=== Exercise aim ===
All lines of the material that contain "outline" must be copied out.

=== Data for this exercise ===
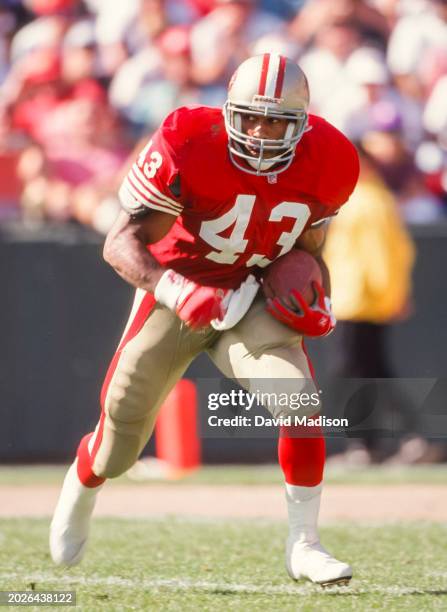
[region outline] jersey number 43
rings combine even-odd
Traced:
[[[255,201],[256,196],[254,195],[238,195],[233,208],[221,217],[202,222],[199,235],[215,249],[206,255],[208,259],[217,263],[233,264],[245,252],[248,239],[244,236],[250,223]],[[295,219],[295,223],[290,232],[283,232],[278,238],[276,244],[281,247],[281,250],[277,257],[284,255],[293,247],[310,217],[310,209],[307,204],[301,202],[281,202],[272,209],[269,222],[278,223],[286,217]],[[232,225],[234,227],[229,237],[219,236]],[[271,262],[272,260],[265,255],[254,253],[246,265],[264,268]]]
* * *
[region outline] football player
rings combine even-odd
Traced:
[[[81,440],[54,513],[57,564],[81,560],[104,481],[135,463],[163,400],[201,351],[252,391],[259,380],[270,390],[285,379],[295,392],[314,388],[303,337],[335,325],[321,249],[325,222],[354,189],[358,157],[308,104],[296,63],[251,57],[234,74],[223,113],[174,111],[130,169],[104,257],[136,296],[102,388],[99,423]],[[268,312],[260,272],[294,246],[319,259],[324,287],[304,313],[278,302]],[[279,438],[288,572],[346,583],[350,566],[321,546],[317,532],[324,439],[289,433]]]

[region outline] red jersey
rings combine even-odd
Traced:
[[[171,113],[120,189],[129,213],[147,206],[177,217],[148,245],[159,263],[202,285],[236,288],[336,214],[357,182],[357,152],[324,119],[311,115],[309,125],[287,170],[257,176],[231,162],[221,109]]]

=== Completed task ===
[region outline] jersey number 43
[region outline] football player
[region outline] red jersey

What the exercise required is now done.